Recopiez à l'identique tout le passage des enregistrements qui va de la ligne contenant « For the dataset, pick out the cobblestone » jusqu'à la fin, ces deux limites comprises.

==== Enregistrements extraits ====

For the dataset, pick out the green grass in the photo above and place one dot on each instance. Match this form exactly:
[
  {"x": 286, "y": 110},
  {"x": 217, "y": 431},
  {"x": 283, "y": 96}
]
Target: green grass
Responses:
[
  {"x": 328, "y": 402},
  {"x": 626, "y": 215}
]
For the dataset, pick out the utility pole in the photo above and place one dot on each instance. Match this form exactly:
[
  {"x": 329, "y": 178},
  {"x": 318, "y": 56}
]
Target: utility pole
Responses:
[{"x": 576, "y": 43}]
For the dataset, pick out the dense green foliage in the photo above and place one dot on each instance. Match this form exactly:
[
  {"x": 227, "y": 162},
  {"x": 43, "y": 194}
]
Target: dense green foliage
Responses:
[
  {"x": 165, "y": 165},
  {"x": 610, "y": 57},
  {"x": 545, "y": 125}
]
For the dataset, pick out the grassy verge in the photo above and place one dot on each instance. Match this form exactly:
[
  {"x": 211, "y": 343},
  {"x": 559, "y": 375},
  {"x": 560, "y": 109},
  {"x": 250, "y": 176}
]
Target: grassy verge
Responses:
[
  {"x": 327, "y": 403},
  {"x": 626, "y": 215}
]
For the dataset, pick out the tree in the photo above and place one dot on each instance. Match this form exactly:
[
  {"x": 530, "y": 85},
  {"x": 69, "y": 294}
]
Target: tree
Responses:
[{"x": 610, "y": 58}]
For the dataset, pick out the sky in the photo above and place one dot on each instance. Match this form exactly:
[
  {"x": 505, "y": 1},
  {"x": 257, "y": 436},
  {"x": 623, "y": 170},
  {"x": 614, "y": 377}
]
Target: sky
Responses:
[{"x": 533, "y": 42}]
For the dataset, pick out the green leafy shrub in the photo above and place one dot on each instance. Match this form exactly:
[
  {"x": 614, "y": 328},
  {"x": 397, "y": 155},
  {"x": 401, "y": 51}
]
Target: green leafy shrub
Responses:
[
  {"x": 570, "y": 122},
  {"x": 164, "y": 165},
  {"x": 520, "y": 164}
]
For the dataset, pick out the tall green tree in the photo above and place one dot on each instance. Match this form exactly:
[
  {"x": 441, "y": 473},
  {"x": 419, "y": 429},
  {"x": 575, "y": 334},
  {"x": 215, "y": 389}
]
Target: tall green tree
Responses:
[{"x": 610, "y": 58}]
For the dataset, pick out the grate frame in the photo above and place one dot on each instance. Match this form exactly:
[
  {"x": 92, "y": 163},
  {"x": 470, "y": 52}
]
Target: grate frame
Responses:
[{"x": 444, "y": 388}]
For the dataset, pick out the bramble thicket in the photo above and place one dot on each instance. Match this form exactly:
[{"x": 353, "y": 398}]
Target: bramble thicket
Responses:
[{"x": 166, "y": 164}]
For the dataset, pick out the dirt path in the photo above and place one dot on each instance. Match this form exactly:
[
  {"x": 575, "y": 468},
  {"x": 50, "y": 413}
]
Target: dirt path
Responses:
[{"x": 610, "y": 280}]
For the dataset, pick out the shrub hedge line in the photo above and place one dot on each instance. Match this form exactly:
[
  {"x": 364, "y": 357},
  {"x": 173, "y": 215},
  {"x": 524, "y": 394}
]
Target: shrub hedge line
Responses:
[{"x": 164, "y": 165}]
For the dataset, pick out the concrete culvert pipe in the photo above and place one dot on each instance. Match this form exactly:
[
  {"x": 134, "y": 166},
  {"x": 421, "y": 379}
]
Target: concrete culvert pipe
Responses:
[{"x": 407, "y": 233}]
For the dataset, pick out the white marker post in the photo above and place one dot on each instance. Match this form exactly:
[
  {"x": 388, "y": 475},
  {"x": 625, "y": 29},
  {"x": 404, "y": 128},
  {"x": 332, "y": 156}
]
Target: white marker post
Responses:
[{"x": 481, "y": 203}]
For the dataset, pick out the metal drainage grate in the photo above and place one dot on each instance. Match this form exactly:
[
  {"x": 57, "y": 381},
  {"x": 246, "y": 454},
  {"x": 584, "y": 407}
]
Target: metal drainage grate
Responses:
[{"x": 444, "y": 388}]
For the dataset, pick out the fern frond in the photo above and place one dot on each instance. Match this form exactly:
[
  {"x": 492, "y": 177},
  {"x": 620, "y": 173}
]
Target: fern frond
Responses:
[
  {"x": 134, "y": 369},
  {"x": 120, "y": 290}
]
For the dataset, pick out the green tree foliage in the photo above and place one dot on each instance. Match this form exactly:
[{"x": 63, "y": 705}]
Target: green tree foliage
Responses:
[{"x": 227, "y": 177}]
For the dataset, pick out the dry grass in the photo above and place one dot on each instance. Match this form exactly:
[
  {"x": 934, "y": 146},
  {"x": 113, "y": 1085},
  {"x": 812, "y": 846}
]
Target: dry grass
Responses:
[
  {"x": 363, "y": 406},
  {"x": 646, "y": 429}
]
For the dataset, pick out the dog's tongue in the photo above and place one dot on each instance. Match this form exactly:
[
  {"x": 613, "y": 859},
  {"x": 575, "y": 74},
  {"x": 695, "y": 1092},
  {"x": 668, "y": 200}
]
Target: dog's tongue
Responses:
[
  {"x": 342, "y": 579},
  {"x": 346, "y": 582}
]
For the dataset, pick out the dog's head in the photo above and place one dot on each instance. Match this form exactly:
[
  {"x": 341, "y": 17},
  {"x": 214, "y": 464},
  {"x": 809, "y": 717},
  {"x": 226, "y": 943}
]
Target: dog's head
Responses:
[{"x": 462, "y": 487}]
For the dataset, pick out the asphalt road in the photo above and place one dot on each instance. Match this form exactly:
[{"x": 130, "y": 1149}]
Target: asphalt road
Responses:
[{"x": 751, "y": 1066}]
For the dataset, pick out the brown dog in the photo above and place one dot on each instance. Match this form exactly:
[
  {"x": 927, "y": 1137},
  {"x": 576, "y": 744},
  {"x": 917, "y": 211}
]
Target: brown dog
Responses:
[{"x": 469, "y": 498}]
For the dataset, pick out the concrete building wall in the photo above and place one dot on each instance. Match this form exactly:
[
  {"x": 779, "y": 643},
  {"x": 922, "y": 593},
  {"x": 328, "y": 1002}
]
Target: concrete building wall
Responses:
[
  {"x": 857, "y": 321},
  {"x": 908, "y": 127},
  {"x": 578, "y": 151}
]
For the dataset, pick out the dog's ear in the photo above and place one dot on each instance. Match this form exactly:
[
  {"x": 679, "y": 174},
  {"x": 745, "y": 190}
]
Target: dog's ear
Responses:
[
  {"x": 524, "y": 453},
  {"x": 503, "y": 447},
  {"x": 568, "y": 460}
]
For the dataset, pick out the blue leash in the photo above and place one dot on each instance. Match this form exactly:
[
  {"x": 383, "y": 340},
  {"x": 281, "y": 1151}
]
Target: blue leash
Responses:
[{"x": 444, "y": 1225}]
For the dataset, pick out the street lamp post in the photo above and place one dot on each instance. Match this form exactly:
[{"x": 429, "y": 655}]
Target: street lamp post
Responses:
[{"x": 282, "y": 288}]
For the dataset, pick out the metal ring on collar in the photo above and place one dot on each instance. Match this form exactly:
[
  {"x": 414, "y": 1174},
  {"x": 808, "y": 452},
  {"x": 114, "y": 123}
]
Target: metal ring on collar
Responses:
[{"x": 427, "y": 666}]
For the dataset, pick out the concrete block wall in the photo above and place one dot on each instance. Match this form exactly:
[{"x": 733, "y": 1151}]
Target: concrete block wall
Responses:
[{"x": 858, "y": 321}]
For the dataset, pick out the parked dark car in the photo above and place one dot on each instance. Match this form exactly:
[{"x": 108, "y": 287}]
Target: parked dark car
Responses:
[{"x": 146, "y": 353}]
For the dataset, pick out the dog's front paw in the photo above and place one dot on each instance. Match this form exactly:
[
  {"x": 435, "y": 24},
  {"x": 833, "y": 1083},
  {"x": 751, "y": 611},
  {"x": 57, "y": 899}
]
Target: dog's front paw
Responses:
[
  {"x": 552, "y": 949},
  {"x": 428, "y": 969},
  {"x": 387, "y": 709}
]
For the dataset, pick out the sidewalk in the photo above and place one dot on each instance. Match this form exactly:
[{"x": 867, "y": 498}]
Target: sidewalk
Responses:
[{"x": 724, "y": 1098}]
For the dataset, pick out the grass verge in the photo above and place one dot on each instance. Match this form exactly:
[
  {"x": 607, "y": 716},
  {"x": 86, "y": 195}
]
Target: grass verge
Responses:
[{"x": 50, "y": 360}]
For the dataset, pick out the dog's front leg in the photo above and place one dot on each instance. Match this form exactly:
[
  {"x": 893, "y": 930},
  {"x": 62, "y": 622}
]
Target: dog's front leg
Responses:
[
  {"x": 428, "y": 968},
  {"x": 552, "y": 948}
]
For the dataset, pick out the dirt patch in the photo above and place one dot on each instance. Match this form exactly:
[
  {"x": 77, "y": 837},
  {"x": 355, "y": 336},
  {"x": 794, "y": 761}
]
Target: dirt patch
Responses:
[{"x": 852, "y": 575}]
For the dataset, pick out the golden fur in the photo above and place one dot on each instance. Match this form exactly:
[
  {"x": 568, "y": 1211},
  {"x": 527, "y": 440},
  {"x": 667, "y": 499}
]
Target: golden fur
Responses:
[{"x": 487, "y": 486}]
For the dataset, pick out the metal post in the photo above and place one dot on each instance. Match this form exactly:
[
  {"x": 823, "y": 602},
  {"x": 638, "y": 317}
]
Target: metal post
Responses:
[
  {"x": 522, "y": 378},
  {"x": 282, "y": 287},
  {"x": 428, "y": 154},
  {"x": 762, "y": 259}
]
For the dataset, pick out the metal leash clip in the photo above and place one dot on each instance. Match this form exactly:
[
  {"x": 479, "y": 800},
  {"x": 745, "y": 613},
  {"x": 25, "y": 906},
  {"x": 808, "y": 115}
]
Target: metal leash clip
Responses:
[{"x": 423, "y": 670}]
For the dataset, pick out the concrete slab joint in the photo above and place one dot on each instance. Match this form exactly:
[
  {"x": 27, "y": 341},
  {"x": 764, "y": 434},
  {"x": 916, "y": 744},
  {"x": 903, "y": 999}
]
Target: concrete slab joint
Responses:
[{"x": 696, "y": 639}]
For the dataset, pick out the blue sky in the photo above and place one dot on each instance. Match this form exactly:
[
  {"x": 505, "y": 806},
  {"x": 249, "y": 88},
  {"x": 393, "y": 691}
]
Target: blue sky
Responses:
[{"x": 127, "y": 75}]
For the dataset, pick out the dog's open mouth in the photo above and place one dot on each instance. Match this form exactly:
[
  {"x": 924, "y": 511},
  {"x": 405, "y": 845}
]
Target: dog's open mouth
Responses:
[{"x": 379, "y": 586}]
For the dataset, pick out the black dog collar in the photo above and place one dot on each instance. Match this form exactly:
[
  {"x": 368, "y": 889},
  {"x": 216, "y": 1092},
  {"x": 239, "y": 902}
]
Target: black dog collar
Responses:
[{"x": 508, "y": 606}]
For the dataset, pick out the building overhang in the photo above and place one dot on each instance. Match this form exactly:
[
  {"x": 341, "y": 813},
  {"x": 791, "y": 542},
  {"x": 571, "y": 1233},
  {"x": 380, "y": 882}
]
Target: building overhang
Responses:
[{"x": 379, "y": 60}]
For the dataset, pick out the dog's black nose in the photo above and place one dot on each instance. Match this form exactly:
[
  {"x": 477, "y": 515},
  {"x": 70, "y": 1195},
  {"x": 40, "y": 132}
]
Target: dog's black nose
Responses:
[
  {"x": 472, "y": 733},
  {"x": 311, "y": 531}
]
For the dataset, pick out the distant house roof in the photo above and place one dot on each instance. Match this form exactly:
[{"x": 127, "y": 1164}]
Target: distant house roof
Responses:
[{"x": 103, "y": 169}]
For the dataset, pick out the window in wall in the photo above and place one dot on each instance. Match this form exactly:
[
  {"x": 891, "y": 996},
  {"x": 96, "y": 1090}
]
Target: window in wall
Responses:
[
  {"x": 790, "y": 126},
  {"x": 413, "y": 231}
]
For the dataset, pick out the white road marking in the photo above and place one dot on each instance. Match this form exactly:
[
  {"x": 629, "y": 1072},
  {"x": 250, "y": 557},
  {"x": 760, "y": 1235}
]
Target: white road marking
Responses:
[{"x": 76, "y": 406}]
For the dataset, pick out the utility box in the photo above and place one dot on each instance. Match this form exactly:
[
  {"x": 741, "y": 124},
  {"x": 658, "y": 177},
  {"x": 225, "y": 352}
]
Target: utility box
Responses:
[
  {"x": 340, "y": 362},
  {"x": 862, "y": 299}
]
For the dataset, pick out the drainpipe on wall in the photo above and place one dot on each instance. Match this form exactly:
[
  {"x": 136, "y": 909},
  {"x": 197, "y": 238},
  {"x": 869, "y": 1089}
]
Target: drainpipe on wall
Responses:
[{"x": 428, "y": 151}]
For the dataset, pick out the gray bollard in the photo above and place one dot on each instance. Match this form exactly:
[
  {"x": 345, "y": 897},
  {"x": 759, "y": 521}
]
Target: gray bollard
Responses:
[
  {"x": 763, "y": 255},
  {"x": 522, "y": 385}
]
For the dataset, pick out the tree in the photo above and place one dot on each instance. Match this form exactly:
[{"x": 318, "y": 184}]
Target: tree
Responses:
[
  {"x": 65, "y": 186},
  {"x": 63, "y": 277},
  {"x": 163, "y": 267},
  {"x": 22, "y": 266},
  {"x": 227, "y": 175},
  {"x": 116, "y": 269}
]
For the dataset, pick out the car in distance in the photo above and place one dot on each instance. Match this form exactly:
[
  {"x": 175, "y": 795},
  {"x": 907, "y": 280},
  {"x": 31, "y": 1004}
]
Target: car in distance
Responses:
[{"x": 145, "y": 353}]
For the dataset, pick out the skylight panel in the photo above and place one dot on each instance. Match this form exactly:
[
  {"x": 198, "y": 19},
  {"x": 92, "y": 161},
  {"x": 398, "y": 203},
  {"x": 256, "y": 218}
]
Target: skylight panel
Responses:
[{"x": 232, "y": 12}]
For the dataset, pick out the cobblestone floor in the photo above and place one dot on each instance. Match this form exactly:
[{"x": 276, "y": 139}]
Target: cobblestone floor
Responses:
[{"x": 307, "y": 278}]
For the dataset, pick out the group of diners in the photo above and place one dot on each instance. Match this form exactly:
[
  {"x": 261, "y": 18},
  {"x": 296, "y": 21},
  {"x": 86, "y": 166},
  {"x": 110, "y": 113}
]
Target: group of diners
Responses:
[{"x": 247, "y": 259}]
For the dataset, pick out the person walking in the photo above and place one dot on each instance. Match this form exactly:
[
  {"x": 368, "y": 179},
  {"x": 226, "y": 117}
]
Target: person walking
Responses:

====

Réponse attendue:
For the dataset, pick out the cobblestone floor in the photo above and place one dot on each instance. Match this form exactly:
[{"x": 276, "y": 139}]
Target: cobblestone floor
Responses:
[{"x": 307, "y": 278}]
For the dataset, pick out the group of diners in the photo above and place one dot on each instance. Match this form exactly:
[
  {"x": 261, "y": 18},
  {"x": 296, "y": 21},
  {"x": 86, "y": 166},
  {"x": 110, "y": 113}
]
Target: group of diners
Responses:
[{"x": 247, "y": 259}]
For the dataset, pick out the person walking in the photo above and place one dot on each instance. Match this form exactly:
[
  {"x": 368, "y": 179},
  {"x": 226, "y": 117}
]
Target: person walking
Responses:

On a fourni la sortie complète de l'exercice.